** PROBLEM DETAILS **
When a line of the entries contains "receive", please list that line.
★ ★ ★ ★ ★
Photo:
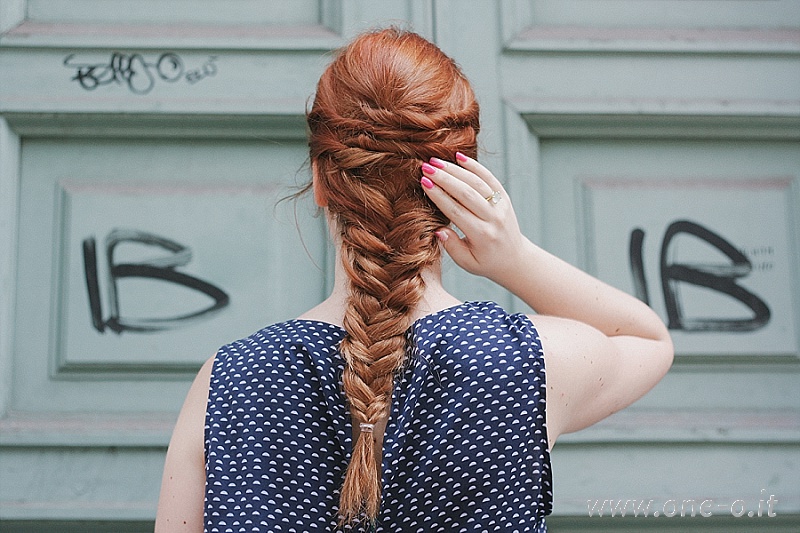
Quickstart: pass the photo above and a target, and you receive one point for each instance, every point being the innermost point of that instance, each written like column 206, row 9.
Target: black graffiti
column 160, row 268
column 136, row 72
column 720, row 277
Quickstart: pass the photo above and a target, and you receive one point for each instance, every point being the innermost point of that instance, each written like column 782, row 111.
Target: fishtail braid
column 389, row 101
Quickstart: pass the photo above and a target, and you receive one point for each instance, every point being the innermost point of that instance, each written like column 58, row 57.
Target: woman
column 392, row 406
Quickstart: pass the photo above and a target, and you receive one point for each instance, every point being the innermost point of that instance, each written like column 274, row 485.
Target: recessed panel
column 712, row 257
column 151, row 273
★ ★ ★ ★ ★
** SOLUTION TO THIS EXERCISE **
Quickstart: pass the photo above and a target, and you receive one point for each instance, every point being the innermost point of that instance, each written like column 206, row 9.
Quickstart: pass the photo above and a target, and you receive one point for each instance, every point being the innermost point of that instance, each written like column 782, row 111.
Quickstart: pass the photo above and a target, and you receive one point for each instance, every point being the innermost point of that instance, each written like column 58, row 57.
Quickstart: pass the photo above and a target, and you receive one point for each instance, every point being the innermost point of that instance, each written like column 274, row 485.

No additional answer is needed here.